> PAGE EXCERPT
_ _ _
“This much I know is true: that God blessed the broken road that led me straight to you”.
I sang at their wedding, and that says a lot.
My cousin Sandy, and her husband-to-be Ralph asked me. I usually hate doing that kind of thing, but after all they went through, it seemed like the least I could do.
My cousin Sandy was the type of person who often got overlooked. She was the caregiver, the caretaker, the meal maker, the visitor, and in a family of drama queens and overachievers she often felt inadequate. She’s easily 15 years older than me, and all my life she was just Sandy, with her hearty laugh and quick smile. It wasn’t until she was almost 50 that she met Ralph who turned out to be the love of her life. They dated quietly, almost secretly for a couple of years, because this was Sandy after all. Who pays attention to Sandy? When we finally all met Ralph and learned that they were engaged to be married, it was a wonderful moment. Probably one of the last really, truly wonderful moments for the two of them. That was seven years ago. Shortly after their engagement, Ralph started losing weight and feeling weak. He went for a number of tests and eventually discovered cancer. He was able to attend his own wedding social, but he was on a day pass from the hospital, his portable chemotherapy kit hung around him like the world’s worst fanny-pack. A couple of months later, there were questions as to whether he’d even be able to last through the ceremony. They decided that the wedding party would sit instead.
_ _ _
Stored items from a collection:
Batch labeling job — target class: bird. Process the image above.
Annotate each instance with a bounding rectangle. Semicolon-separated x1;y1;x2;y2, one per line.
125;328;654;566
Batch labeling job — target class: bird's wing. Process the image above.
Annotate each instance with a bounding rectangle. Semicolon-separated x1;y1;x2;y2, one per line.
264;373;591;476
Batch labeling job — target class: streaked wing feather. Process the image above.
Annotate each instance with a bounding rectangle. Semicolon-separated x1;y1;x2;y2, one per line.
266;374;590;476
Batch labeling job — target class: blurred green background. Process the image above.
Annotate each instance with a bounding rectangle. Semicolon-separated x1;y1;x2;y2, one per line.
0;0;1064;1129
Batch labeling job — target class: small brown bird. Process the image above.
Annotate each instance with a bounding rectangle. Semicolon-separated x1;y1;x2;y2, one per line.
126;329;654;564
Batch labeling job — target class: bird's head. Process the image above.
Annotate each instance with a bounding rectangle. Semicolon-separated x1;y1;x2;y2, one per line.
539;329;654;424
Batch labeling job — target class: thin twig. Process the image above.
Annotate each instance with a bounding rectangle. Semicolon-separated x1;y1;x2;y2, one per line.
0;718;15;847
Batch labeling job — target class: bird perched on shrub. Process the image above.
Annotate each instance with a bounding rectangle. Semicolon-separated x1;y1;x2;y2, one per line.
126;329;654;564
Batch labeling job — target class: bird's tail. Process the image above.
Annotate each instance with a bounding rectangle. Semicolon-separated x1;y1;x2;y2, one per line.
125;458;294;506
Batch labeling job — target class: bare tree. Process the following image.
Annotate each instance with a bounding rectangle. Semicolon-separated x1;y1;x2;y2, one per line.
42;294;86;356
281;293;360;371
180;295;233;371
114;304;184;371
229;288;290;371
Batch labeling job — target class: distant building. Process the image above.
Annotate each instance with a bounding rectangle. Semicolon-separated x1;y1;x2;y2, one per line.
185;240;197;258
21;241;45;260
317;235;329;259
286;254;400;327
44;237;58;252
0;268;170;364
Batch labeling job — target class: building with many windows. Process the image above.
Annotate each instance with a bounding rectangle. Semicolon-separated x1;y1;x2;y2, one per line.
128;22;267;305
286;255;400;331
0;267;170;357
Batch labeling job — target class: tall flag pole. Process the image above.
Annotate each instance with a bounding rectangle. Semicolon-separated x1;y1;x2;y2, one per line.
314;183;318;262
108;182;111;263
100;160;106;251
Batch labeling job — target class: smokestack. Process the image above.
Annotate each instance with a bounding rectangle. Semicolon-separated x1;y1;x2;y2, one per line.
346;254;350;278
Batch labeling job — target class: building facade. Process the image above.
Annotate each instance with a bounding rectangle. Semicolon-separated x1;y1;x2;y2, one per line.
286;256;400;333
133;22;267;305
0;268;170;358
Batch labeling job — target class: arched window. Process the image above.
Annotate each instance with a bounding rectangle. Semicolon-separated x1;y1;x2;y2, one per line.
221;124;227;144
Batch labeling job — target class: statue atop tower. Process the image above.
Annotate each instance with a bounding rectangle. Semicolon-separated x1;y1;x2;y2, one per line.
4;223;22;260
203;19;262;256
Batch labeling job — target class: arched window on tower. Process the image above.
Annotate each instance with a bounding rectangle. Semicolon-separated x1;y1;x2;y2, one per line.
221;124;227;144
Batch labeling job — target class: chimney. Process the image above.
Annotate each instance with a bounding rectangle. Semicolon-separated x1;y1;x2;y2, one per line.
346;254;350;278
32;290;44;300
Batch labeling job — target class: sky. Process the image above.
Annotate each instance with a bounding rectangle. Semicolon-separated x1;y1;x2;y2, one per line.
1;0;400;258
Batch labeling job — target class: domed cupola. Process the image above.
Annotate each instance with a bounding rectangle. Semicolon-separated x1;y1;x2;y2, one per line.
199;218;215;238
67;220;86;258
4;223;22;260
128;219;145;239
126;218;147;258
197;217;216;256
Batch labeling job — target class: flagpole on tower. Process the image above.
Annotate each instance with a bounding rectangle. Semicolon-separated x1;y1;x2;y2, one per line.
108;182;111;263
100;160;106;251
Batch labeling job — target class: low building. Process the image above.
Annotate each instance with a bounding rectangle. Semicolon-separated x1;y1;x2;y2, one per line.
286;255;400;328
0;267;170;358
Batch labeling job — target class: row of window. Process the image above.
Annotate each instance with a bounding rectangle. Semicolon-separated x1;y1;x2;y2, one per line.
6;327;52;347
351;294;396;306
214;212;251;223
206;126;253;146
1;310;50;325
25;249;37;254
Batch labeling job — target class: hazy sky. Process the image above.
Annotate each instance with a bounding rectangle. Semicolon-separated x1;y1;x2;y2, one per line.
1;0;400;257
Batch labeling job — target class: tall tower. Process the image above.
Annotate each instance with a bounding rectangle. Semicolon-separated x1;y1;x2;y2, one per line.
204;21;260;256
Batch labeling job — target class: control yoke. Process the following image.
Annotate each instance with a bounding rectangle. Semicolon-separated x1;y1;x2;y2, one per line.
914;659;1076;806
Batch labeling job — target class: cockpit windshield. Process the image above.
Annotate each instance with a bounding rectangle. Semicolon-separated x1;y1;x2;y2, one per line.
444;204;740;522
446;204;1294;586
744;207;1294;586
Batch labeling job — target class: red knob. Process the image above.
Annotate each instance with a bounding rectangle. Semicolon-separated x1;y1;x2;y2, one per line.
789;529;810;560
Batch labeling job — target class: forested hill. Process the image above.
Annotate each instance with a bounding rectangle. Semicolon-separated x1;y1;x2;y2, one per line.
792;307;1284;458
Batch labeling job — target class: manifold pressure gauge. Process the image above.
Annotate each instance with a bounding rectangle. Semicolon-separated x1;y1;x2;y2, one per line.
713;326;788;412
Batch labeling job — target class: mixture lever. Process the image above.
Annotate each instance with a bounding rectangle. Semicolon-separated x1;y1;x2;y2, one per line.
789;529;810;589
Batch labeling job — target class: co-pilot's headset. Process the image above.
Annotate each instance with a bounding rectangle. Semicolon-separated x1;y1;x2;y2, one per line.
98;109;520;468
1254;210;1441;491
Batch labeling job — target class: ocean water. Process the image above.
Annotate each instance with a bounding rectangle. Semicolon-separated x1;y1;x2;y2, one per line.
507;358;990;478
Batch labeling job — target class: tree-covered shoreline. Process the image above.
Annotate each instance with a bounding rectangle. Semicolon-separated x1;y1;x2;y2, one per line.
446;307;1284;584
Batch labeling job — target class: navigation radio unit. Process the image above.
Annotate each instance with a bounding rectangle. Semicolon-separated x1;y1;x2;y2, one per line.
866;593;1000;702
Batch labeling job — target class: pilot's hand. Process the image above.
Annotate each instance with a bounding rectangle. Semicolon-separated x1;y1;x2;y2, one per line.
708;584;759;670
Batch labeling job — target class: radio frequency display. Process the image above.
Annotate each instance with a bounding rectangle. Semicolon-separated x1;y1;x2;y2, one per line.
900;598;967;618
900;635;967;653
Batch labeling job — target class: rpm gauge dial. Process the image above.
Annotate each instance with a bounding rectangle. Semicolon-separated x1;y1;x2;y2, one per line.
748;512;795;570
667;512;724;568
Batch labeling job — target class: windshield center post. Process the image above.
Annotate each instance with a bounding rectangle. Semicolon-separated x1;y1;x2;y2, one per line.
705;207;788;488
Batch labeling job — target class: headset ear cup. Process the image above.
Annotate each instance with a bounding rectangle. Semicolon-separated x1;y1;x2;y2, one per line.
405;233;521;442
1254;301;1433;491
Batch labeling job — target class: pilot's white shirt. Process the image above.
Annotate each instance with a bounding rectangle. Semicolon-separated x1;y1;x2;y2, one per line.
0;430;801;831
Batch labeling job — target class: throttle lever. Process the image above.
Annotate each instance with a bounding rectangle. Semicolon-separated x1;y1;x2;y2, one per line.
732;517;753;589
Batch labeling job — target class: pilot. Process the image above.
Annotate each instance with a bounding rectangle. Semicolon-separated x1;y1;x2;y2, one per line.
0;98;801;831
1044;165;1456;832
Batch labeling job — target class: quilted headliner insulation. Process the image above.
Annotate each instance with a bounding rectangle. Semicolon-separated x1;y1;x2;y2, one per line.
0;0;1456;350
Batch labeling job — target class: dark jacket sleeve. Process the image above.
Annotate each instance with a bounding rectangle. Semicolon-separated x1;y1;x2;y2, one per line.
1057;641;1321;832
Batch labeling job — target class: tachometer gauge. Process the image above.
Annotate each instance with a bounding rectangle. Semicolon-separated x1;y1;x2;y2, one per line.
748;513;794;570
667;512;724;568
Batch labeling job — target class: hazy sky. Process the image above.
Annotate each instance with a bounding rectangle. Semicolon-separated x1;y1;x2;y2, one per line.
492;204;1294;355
_ _ _
> TASKS
1. Translate this sentence from the passage about Sandy and Ralph into Spanish: "I sang at their wedding, and that says a lot."
2. Pick up the passage about Sandy and Ralph after its final sentence and write what comes next.

> ANSWERS TO THE PROBLEMS
1. Canté en su boda, y eso dice mucho.

2.
When they asked me to sing “God Bless the Broken Road” at their service, I was honoured and terrified. I hate doing that sort of thing, but it turned out Sandy’s sister would also sing it with me as a duet and I felt a little better about that. And even though I screwed up the harmony on the chorus a bit, Sandy and Ralph for so grateful I could even forgive myself a little bit and I was secretly really proud they asked me.
Just before the wedding, I was in Clear Lake, poking around one of those overpriced souvenir shops, and I found this picture frame with the caption, “LOVE CONQUERS ALL” and I bought it on the spot. I knew I wanted to give this to Sandy and Ralph as their wedding present. I don’t normally go in for that sentimental stuff, but somehow, after all that the two had been through so far I thought it was kind of appropriate. Little did I know then that it was all just beginning.
The next six years was made up of Sandy taking care of Ralph, through all the surgeries, hospital visits, setbacks, disappointments, faint hopes, more setbacks. Anyone that’s been touched by cancer knows the routine.
Despite the health challenges, Sandy and Ralph were always wonderful hosts on their lovely property outside the city. I remember spending memorable Christmas Days out there, the whole family together for Christmas supper, and then building a fire outside and standing around, singing Christmas carols, and feeling like I want every Christmas to be this way, their long driveway lined with ice lanterns to mark the way, set out there by Ralph, even if it meant having to lie down for a couple hours after the ordeal to rest.
And then last year Sandy’s Dad, my Uncle Jack, took a turn for the worse himself and was hospitalized for a year before passing away last August. Sandy now had two hospitals to visit on a daily basis, not to mention driving in from her home a half hour outside the city every day.
On the day of my uncle’s funeral, Sandy had a bad stomach ache. I think we all did and didn’t think much of it, but it wasn’t just nerves, reader. No. In the movies, a cough is never just a cough, and as life would have it, or I guess in this case as death would have it, the stomach ache turned out to be ovarian cancer. We didn’t know that then. After my uncle’s funeral, Sandy went with Ralph back to his hospital (at least my cousin only had ONE hospital to visit now, ha ha) and then came by for a visit at my aunt’s where we gathered and just told the old family stories over and over again, the ones that always made us laugh, and Sandy was right in there with some good ones of her own.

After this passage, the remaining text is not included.